- **EXERCISE TEXT**:
== Segment start ==

A Prescription for Peace: A Trauma-Informed Framework for Ending Global Conflict
“Peace is not the absence of war. It is the presence of justice, dignity, and regulated power.” — Mary Coughlin
A Prescription for Peace
What if the world is not evil, but dysregulated? I know this sounds simple. But I keep coming back to it: Why can’t we just respect each other and live in peace?
Not as a bumper sticker. Not as spiritual bypassing. But as a real, aching question.
When I look at the wars unfolding, the regime rhetoric, the escalation, the posturing, the fear I don’t see only strategy. I see dysregulation.
If the world were my patient, I would not begin with blame. I would begin with assessment. And what I see beneath so much global distress is this: A nervous system operating in survival mode.
The Unnamed Driver
Fear of annihilation. Fear of humiliation. Fear of losing power. Fear of losing identity. Fear of becoming irrelevant.
When individuals are afraid, they fight, flee, freeze, or control. When nations are afraid, they arm, dominate, sanction, bomb, and posture. Fear rarely introduces itself honestly.It disguises itself as righteousness.
“We had no choice.”
“This is self-defense.”
“This is existential.”
Underneath, there is often fear. And fear, when unregulated, escalates.
If the World Were My Patient
The first intervention would not be ideology. It would be stabilization. You cannot heal a body that is still hemorrhaging.
First: stop the bleeding.
Ceasefires.
Humanitarian corridors.
Protection of civilians.
An end to language that dehumanizes entire populations.
Dehumanization is collective nervous system collapse.
Second: restore safety.
Not dominance disguised as security.
Not control framed as protection.
True safety means predictability. Dignity. Access to food, water, medicine, education. The ability to sleep without sirens.
Safety must belong to everyone or it becomes domination.
The Harder Work
After stabilization comes the deeper treatment. Truth-telling without humiliation. Accountability without annihilation. Shared grief rather than weaponized grief.
Peace is not the absence of war. It is the presence of justice. And justice is not vengeance. It is repair.
Repair requires courage from the powerful.

== Segment end ==

- **Natural-language object grounding data**:
== Segment start ==

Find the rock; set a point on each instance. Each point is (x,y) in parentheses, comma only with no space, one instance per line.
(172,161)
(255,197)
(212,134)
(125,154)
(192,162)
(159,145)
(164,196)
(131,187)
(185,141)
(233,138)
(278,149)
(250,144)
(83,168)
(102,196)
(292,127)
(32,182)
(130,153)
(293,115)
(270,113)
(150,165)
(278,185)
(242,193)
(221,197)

== Segment end ==

- **GOAL OF THE EXERCISE**: Carry on the essay about a trauma-informed prescription for peace, picking up right after its final sentence. The listing is not needed for anything here.

- **OUTPUT OF THE TASK**:
It requires sharing resources. Sharing land. Sharing narrative. Sharing power.
That is where peace often stalls. Because trauma simplifies. Trauma says: Eliminate the threat.
Healing says: Understand the system.
Why Peace Feels So Fragile
When collective trauma shapes policy, compromise feels like erasure. When identity feels threatened, power tightens. When humiliation is unresolved, retaliation feels righteous.
Every side believes it is defending itself. And the spiral continues. No actor in this story has clean hands. Some hold more power. Some suffer more visibly. All are embedded in history.
Understanding that does not excuse harm. But it does explain rigidity.
A Real Prescription
If I were writing a treatment plan for the world, it would include:
Radical Belonging over exclusion
Understanding over projection
Forgiveness that does not erase accountability
Frameworks that reward cooperation over dominance
Equanimity over urgency-driven escalation
Respect, especially when it feels hardest
Peace is not passive. It is disciplined. It requires leaders who can tolerate vulnerability. It requires institutions that reduce humiliation instead of amplify it. It requires media that does not profit from outrage. And it requires ordinary people, you and me, to resist the urge to dehumanize, even when we are furious.
The Truth That Grounds Me
Humans are capable of war. But we are also capable of repair.
Former enemies have reconciled before. Nations have rebuilt trust before. Cycles have been interrupted before. Not because fear disappeared. But because enough people refused to let fear write the future.
Peace is not naïve. It is regulated power. It is shared dignity. It is restraint. And maybe the most radical starting point is this:
Name the fear.
Regulate the nervous system.
And remember: no flag cancels our shared humanity — every person, regardless of allegiance, carries a nervous system, a story, and an inherent right to dignity.
Reflection Invitation
If you sit quietly with the questions: Where does fear live in this conflict? and What would safety look like for all sides? Notice what arises.
Peace does not begin in treaties. It begins in how we see each other.